The S&P 500 and the Nasdaq Composite booked fresh closing records on Monday, as stock-market investors piled into technology and consumer discretionary shares, but the Dow Jones Industrials finished lower.
Energy prices ended higher as officials begin to tally up damage from Hurricane Ida on the Gulf Coast.
How did stock benchmarks perform?
The Dow Jones Industrial Average
fell 55.96 points, or 0.2%, to end at 35,399.84.
The S&P 500
gained 0.4%, or 19.42 points, finishing at a record 4,528.79, after establishing an intraday record at 4,537.36.
The Nasdaq Composite Index
rose 136.39 points, or 0.9%, closing at a record 15,265.89, after setting its intraday all-time high at 15,288.08.
On Friday, the Dow rose 242.68 points, or 0.7%, to 35,455.80; the S&P 500 advanced 39.37 points, or 0.9%, to a record 4,509.37; and the Nasdaq Composite Index jumped 183.69 points, or 1.2%, to a record 15,129.50. The small-capitalization Russell 2000 index
climbed 63.17 points, or 2.9%, to 2,277.15.
What drove markets?

Record excerpts —
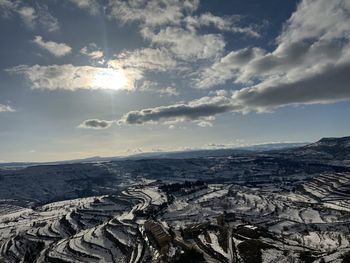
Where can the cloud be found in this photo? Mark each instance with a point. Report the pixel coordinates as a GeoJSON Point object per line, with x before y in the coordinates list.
{"type": "Point", "coordinates": [46, 19]}
{"type": "Point", "coordinates": [310, 63]}
{"type": "Point", "coordinates": [228, 23]}
{"type": "Point", "coordinates": [70, 77]}
{"type": "Point", "coordinates": [329, 85]}
{"type": "Point", "coordinates": [95, 124]}
{"type": "Point", "coordinates": [6, 108]}
{"type": "Point", "coordinates": [196, 110]}
{"type": "Point", "coordinates": [32, 16]}
{"type": "Point", "coordinates": [152, 59]}
{"type": "Point", "coordinates": [28, 15]}
{"type": "Point", "coordinates": [227, 67]}
{"type": "Point", "coordinates": [56, 49]}
{"type": "Point", "coordinates": [92, 51]}
{"type": "Point", "coordinates": [151, 13]}
{"type": "Point", "coordinates": [92, 6]}
{"type": "Point", "coordinates": [155, 87]}
{"type": "Point", "coordinates": [187, 44]}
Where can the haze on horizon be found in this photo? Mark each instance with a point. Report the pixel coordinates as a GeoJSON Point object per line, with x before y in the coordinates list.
{"type": "Point", "coordinates": [81, 78]}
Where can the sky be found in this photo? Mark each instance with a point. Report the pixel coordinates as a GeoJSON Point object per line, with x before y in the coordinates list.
{"type": "Point", "coordinates": [82, 78]}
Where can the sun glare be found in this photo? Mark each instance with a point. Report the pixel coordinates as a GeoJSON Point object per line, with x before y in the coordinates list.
{"type": "Point", "coordinates": [109, 78]}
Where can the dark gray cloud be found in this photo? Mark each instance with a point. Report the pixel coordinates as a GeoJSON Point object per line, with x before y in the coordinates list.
{"type": "Point", "coordinates": [193, 111]}
{"type": "Point", "coordinates": [96, 124]}
{"type": "Point", "coordinates": [329, 85]}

Instructions —
1: Echo the market report word for word, from the part that opens with the words containing "The Dow Jones Industrial Average" and closes with "record at 4,537.36.".
2: In the market report, at what level did the Nasdaq Composite set its intraday all-time high?
3: Does each statement agree with the market report? Answer yes or no for each and quote the deciding words. (a) The Dow Jones Industrials finished higher on Monday. (b) The Russell 2000 index climbed 2.9%. (c) Energy prices ended lower.
The data have nothing to do with the market report.

Exercise answers —
1:
The Dow Jones Industrial Average
fell 55.96 points, or 0.2%, to end at 35,399.84.
The S&P 500
gained 0.4%, or 19.42 points, finishing at a record 4,528.79, after establishing an intraday record at 4,537.36.

2: 15,288.08

3:
(a) No: "the Dow Jones Industrials finished lower."
(b) Yes: "climbed 63.17 points, or 2.9%, to 2,277.15."
(c) No: "Energy prices ended higher."